■ What you should do:
I would like each line of the data that holds the word "locate" copied out.

■ Records provided:
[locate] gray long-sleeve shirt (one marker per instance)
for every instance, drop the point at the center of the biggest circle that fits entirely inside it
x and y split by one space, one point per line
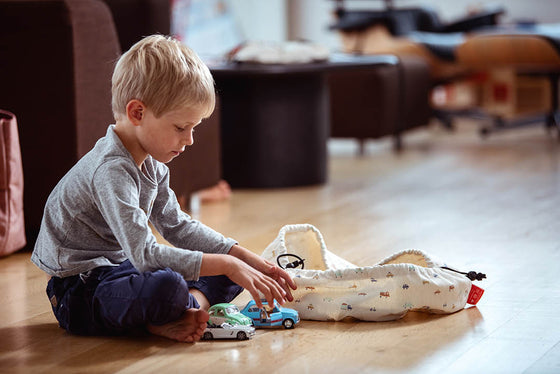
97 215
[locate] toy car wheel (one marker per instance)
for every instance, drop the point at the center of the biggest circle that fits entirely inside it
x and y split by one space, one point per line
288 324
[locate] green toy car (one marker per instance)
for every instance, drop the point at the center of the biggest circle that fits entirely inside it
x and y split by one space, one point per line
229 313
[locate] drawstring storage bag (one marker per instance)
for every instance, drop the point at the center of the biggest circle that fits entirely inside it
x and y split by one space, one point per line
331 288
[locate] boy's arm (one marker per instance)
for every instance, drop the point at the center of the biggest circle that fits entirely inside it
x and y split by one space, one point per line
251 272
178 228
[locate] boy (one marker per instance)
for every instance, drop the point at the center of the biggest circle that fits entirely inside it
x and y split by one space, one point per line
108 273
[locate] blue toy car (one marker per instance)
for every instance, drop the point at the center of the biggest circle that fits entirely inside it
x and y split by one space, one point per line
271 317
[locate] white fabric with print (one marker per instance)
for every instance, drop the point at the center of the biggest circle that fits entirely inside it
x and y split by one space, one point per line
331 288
---
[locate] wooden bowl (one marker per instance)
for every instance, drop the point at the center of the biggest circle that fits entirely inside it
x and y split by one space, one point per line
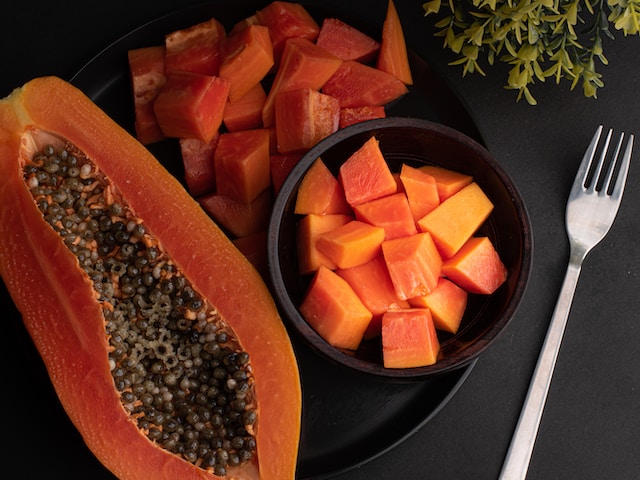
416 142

■ Solution to this exercise:
[locate] gray long-sleeve shirt (one marker per instance)
[locate] toy car wheel (one marker per instance)
[locate] green toy car (one marker per instance)
[locate] drawstring storage bag (one marker per instance)
[locate] boy's arm (one marker per instance)
[locate] boy (one marker per instance)
[locate] blue toy car (one marker per instance)
[locate] white fabric with print (one marker per instance)
[locate] wooden bowl (one marker per instance)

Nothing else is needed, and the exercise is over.